• [DOCUMENT EXTRACT]:
##########
Risk Stratification for Stroke in Atrial Fibrillation: A Critique

Ammar M. Killu; Christopher B. Granger; Bernard J. Gersh


Eur Heart J. 2019;40(16):1294-1302. 

In This Article

Limitations of Current Risk Scores

Generally, stroke risk scores use a 'one size fits all' approach. This poses a problem given that the AF population is highly heterogeneous. As such, the scores are only as good in the population from which they were derived and performance varies according to the population's baseline risk. Furthermore, incorporation of other, non-stroke embolic episodes into determinants of stroke risk may be misleading. A major limitation is that current risk schemas are based primarily on clinical risk factors and fail to account for the differential weight of individual risk factors. As shown in Figure 3, the HR estimates for the individual risk factors are not equal, which greatest importance for age. Thus, older individuals with age as their only risk are at greater stroke risk than their younger counterparts. This may be related to increasing atrial fibrosis with age, though remains to be fully elucidated.[59] Finally, given that vascular pathology may largely underpin AF, with stroke and bleeding risk closely related, it is not surprising that the CHA2DS2-VASc score has an equivalent C-statistic for predicting bleeding rates compared with dedicated bleeding scores such as ORBIT, ATRIA, and HAS-BLED.[60] The recent European guidelines recommend against using bleeding scores to decide who should receive OAC, since this can lead to failure to treat those at higher risk of stroke.[61] This is in distinction to the ACCP guidelines which, by emphasizing that attention to modifiable bleeding risk factors should be made at each patient contact, recommend use of the HAS-BLED score to gauge the frequency of patient follow-up.[25] Again, for patients at high risk of bleeding, an individualized approach is needed, with focus on treatment to prevent stroke while also treating modifiable factors to reduce the risk of bleeding.
##########
• [RECORD EXCERPTS]:

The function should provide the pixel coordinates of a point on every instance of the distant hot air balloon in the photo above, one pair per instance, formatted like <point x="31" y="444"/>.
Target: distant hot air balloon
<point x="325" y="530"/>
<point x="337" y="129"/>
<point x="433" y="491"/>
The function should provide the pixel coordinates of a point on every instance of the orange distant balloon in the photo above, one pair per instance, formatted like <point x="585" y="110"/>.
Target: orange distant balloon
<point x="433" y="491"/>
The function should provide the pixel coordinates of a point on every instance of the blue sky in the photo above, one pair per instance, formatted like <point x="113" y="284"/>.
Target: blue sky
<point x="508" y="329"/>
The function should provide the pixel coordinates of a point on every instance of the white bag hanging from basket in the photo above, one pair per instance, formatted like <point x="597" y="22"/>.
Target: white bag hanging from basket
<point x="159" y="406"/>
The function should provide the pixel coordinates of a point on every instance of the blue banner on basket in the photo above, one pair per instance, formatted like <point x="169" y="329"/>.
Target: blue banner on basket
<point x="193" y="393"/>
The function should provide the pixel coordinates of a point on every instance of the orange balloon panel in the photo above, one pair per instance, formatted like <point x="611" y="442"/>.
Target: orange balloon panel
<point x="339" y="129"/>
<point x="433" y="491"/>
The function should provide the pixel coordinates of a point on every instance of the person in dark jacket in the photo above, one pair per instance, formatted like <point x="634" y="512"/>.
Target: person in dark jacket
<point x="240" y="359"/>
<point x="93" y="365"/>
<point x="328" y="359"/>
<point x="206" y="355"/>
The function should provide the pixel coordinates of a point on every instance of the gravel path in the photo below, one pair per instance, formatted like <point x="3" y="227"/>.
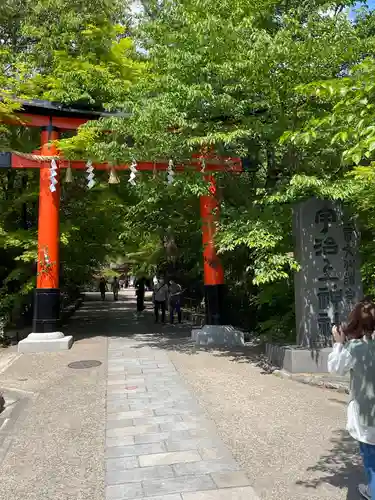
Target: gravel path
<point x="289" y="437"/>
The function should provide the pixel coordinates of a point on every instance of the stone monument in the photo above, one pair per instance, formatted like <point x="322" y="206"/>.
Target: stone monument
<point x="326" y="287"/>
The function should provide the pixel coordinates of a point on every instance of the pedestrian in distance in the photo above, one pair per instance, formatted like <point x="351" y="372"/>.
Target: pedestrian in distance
##########
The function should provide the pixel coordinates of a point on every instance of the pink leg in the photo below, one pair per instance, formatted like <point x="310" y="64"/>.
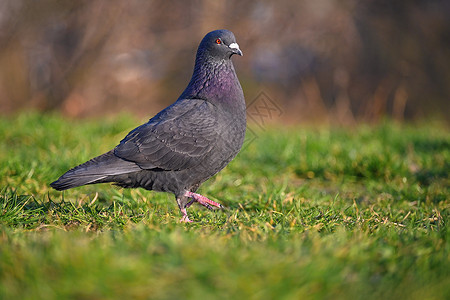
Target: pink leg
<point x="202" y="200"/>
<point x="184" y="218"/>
##########
• [ACTION ITEM]: Decide whether each statement agrees with the critique of stroke risk scores, and answer yes or no with the deciding words quoted from it: (a) European guidelines recommend using bleeding scores to decide who should receive OAC; (b) ACCP guidelines recommend the HAS-BLED score for gauging how often patients are followed up; (c) the CHA2DS2-VASc score has a lower C-statistic for predicting bleeding than dedicated bleeding scores.

• [TASK SOLUTION]:
(a) No: "The recent European guidelines recommend against using bleeding scores to decide who should receive OAC"
(b) Yes: "recommend use of the HAS-BLED score to gauge the frequency of patient follow-up"
(c) No: "the CHA2DS2-VASc score has an equivalent C-statistic for predicting bleeding rates compared with dedicated bleeding scores such as ORBIT, ATRIA, and HAS-BLED"